# START OF EXTRACT TO READ

• Source: Pearl incident
    • The Pearl incident was the largest recorded nonviolent escape attempt by enslaved people in United States history. On April 15, 1848, seventy-seven slaves attempted to escape Washington, D.C. by sailing away on a schooner called The Pearl. Their plan was to sail south on the Potomac River, then north up the Chesapeake Bay and Delaware River to the free state of New Jersey, a distance of nearly 225 miles (362 km). The attempt was organized by both abolitionist whites and free blacks, who expanded the plan to include many more enslaved people. Paul Jennings, a former slave who had served President James Madison, helped plan the escape.
      The escapees, including men, women, and children, found their passage delayed by winds running against the ship. Two days later, they were captured on the Chesapeake Bay near Point Lookout, Maryland, by an armed posse traveling by steamboat. As punishment, the owners sold most of the escapees to traders, who took them to the Deep South. Freedom for the two Edmonson sisters was purchased that year with funds raised by Henry Ward Beecher's Plymouth Congregational Church in Brooklyn, New York.

# END OF EXTRACT TO READ

In the account of the Pearl incident, where were the escapees captured?

# START OF DATASET ENTRIES

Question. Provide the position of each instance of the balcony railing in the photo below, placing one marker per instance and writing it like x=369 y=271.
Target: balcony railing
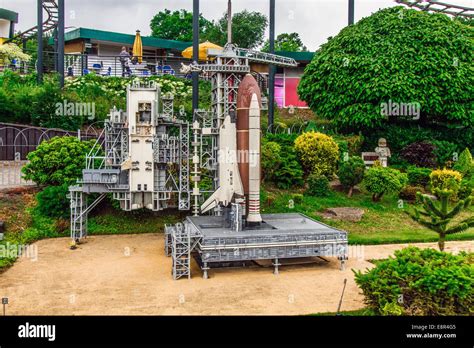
x=83 y=64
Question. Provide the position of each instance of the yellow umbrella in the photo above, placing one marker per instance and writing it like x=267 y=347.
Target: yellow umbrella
x=137 y=47
x=188 y=52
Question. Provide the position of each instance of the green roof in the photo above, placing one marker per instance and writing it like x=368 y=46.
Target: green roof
x=125 y=39
x=298 y=56
x=8 y=15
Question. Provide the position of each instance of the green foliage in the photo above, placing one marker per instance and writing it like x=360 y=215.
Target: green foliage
x=465 y=164
x=177 y=25
x=445 y=179
x=466 y=188
x=409 y=193
x=379 y=181
x=270 y=159
x=318 y=153
x=57 y=161
x=382 y=58
x=351 y=173
x=438 y=215
x=53 y=202
x=289 y=174
x=419 y=176
x=290 y=42
x=420 y=154
x=444 y=152
x=420 y=282
x=297 y=198
x=318 y=185
x=248 y=29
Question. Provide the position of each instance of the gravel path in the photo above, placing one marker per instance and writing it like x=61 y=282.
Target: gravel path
x=129 y=274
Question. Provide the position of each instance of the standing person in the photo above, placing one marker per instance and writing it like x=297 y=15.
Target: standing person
x=124 y=57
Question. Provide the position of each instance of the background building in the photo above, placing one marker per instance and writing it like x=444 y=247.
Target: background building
x=8 y=19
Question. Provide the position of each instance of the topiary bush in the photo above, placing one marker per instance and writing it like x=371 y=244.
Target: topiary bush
x=318 y=153
x=420 y=282
x=376 y=60
x=409 y=193
x=318 y=185
x=445 y=179
x=289 y=173
x=420 y=154
x=270 y=159
x=419 y=176
x=465 y=164
x=57 y=161
x=53 y=202
x=445 y=152
x=351 y=173
x=379 y=181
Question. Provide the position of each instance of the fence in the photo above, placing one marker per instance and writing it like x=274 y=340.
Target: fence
x=16 y=141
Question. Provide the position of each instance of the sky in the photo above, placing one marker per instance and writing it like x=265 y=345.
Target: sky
x=314 y=20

# END OF DATASET ENTRIES

EXERCISE RESULT
On the Chesapeake Bay near Point Lookout, Maryland.